§ PROBLEM TO SOLVE: Begin with the line containing "Where can the shoreline" and copy each line exactly through the last line of the entries, inclusive.

[A run of records]

** begin **

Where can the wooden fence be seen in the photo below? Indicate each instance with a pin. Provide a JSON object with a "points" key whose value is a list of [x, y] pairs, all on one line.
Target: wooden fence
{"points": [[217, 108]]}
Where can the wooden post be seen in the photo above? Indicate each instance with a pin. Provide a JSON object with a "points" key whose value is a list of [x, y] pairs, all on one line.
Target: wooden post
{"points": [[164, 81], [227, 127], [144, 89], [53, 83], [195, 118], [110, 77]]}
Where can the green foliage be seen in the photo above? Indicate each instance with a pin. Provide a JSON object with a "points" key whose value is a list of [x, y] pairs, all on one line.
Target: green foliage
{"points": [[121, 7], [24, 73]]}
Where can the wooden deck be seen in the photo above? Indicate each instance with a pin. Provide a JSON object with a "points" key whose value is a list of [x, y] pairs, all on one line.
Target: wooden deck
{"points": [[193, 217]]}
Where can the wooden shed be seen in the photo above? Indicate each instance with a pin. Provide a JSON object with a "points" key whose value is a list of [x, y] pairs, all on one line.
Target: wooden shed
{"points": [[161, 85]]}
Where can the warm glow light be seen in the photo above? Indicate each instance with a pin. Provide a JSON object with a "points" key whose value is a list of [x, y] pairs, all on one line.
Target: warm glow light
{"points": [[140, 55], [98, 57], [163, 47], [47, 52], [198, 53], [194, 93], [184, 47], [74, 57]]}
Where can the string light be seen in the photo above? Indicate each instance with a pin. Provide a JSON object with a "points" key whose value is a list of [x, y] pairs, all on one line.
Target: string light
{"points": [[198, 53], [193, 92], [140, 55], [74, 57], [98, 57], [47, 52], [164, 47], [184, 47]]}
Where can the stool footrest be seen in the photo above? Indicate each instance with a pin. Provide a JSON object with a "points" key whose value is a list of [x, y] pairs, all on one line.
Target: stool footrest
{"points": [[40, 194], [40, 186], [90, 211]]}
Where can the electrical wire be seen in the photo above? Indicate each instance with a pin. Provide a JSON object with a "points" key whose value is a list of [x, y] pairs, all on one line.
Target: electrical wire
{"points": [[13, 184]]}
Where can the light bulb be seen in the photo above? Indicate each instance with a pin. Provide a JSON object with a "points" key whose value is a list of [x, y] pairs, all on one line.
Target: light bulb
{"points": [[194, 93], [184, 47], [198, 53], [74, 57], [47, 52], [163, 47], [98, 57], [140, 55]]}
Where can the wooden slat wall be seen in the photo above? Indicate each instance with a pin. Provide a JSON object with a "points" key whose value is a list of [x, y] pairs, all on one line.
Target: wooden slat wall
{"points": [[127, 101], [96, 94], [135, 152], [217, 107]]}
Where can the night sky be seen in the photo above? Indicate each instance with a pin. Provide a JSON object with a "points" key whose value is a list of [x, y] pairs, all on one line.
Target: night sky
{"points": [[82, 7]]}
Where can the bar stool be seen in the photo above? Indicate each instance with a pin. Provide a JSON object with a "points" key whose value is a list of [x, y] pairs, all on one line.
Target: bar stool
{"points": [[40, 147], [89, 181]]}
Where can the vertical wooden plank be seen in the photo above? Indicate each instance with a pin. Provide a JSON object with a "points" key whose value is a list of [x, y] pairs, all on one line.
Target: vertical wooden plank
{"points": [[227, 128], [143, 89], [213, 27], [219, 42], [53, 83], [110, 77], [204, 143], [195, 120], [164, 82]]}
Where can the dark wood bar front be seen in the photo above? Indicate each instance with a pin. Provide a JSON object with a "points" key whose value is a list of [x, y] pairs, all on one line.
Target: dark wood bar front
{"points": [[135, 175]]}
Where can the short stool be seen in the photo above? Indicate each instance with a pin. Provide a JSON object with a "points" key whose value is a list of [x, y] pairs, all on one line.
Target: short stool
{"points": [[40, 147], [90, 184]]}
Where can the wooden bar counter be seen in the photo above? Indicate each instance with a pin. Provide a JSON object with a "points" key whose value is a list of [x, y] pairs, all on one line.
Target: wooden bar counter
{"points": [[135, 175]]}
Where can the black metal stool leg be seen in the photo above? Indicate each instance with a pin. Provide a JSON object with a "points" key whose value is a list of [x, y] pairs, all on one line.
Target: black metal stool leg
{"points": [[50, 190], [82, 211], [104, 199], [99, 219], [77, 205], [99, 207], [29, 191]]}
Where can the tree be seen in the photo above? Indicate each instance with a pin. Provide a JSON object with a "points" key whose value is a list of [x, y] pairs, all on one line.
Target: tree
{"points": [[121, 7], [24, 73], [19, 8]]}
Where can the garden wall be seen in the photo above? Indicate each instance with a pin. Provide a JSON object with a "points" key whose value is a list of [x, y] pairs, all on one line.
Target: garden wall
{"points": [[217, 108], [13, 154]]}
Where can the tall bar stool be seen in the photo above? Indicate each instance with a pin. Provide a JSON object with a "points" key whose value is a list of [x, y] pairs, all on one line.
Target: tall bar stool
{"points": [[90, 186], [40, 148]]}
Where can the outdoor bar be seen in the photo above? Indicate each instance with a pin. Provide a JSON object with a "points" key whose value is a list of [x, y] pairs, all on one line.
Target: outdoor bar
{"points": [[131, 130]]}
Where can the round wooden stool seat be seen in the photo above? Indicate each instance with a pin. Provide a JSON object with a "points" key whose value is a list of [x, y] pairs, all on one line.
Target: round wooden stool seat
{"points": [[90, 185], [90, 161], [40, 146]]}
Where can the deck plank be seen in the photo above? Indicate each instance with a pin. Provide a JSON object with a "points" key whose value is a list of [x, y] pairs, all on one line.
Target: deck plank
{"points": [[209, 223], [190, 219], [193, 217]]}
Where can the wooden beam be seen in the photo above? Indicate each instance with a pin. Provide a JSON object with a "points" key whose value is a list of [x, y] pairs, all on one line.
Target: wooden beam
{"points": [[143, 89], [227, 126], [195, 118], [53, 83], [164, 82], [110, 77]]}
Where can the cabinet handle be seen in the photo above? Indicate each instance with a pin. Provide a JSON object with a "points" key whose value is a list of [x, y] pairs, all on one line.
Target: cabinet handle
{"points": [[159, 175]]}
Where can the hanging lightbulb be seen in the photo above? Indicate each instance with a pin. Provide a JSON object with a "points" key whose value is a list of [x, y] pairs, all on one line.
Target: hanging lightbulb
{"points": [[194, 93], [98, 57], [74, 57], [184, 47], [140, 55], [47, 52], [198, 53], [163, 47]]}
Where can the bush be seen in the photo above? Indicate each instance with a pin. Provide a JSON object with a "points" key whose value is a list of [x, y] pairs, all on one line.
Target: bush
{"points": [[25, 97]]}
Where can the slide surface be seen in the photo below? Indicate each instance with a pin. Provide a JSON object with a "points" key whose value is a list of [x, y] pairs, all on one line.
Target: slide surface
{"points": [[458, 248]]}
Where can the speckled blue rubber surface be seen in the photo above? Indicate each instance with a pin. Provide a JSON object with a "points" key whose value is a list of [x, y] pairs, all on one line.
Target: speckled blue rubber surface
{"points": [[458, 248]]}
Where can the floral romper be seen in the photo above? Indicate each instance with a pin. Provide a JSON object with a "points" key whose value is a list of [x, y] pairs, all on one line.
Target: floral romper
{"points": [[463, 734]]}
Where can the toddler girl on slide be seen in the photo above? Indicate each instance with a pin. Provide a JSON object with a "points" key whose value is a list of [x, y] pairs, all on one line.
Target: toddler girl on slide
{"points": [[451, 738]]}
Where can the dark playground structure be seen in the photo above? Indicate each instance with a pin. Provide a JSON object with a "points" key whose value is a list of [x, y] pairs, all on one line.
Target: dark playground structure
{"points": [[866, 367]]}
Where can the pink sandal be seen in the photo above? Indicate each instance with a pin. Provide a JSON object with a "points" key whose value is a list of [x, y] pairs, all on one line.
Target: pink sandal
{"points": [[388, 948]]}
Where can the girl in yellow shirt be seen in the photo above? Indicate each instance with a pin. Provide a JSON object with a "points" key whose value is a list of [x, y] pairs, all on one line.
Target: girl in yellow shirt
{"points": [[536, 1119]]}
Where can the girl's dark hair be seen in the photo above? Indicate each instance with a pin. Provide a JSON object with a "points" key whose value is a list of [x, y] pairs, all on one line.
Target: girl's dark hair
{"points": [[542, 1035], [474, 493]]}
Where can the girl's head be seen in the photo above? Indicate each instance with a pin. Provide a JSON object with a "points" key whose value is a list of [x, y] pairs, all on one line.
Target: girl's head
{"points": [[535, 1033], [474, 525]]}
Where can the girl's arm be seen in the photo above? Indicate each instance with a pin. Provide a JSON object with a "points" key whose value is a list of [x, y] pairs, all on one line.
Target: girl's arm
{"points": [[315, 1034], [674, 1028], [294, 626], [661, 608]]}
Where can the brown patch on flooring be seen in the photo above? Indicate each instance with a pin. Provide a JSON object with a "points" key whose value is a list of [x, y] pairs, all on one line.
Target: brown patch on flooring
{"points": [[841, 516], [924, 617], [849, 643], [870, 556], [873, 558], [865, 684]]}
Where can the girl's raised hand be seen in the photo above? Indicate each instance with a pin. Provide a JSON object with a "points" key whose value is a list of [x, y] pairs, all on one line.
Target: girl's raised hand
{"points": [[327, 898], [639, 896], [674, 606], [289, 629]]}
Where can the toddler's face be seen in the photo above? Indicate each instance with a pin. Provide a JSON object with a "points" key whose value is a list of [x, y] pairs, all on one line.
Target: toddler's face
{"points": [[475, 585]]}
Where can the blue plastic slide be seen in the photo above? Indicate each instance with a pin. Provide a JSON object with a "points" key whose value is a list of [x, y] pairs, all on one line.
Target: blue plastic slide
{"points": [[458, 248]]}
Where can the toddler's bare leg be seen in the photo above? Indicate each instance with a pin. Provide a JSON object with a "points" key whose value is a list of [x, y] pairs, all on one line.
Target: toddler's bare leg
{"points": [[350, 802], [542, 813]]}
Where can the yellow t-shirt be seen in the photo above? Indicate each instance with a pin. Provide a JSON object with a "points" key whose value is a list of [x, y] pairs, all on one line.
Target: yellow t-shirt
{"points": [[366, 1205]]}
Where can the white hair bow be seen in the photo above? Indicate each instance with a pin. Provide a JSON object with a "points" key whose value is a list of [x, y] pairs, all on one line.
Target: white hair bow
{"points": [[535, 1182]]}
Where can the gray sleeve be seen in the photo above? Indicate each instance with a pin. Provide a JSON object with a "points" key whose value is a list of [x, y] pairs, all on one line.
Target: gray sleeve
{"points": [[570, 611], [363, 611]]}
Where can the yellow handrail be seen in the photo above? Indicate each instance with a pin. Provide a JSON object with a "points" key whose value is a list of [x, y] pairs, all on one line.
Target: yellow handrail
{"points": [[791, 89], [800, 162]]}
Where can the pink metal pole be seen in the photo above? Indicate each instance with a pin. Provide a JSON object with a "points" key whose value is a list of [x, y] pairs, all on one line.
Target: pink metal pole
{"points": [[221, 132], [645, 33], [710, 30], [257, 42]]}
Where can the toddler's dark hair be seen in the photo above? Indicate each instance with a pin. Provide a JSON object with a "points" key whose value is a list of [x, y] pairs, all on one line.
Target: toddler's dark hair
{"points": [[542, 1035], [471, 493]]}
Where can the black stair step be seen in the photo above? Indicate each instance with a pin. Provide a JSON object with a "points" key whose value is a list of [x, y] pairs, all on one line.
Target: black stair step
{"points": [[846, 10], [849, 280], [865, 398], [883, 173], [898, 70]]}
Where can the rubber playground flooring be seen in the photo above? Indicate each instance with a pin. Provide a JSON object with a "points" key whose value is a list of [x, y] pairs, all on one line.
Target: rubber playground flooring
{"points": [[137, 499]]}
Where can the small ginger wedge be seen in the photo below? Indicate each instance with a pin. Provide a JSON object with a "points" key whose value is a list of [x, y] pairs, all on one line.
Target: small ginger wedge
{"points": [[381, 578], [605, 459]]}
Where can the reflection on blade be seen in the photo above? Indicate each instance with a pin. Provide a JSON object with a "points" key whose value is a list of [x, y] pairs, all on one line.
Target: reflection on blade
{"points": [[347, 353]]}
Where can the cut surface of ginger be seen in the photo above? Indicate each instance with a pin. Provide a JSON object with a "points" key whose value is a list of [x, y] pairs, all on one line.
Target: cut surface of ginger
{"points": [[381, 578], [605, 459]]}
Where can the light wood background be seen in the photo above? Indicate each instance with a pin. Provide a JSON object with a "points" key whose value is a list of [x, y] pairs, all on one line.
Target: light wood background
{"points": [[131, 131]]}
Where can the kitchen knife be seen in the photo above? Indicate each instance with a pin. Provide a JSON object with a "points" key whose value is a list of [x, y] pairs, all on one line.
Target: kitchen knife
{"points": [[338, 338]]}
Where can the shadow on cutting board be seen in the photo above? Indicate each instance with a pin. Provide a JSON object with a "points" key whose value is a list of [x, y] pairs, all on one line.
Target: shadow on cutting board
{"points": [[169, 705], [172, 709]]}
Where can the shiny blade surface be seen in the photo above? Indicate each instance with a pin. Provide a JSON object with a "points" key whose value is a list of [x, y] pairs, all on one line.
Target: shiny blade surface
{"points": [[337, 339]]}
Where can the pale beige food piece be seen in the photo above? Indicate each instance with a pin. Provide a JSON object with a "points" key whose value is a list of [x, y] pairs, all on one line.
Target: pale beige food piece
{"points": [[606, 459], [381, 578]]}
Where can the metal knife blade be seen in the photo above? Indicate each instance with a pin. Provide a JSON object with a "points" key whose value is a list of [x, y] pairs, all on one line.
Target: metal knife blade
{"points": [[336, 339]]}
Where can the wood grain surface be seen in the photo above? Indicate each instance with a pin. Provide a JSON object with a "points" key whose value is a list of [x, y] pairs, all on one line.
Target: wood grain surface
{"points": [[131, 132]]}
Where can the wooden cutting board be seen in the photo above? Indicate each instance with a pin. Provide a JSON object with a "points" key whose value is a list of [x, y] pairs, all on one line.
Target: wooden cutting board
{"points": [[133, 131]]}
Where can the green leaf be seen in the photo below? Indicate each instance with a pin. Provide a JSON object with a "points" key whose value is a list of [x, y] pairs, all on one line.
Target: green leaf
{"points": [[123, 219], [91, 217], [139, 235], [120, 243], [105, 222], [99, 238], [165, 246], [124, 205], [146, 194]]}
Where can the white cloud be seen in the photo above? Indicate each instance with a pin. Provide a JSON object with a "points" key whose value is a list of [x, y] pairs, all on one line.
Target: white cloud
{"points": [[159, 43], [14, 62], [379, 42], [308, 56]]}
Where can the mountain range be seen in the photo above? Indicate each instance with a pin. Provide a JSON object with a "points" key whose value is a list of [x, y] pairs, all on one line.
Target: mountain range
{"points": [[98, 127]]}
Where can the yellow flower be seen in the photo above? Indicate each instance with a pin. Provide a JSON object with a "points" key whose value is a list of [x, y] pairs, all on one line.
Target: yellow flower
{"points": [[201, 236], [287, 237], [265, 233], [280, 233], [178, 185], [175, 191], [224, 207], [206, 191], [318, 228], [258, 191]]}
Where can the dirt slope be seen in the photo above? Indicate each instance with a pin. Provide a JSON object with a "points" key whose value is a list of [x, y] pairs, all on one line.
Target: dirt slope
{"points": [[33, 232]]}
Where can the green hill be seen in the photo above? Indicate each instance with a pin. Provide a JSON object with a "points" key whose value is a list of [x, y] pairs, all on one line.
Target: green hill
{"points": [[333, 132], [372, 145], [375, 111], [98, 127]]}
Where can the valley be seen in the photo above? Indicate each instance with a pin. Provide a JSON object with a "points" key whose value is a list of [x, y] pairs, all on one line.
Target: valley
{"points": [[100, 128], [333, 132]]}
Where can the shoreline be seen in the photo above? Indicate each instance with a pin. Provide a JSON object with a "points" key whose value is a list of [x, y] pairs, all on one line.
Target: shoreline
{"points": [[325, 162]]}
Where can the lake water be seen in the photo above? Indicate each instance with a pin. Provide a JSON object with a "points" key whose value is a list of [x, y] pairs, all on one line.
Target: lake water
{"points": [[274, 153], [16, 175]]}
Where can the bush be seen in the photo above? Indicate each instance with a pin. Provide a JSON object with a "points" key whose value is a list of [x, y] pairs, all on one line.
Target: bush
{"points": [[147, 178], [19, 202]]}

** end **

§ COMPLETE ANSWER:
Where can the shoreline be seen in the photo above? Indicate each instance with a pin. Provide a JSON object with a "points" key whose value is a list of [x, y] pairs, all on one line.
Target: shoreline
{"points": [[325, 162]]}
Where can the lake water be seen in the photo above? Indicate each instance with a pin. Provide a JSON object with a "points" key whose value is a list of [x, y] pairs, all on one line.
Target: lake water
{"points": [[274, 153], [16, 175]]}
Where can the bush be seen in the photo above? Indicate each instance with a pin. Provide a JSON object with a "points" key whose value is a list of [x, y] pairs, all on one line.
Target: bush
{"points": [[147, 178], [19, 202]]}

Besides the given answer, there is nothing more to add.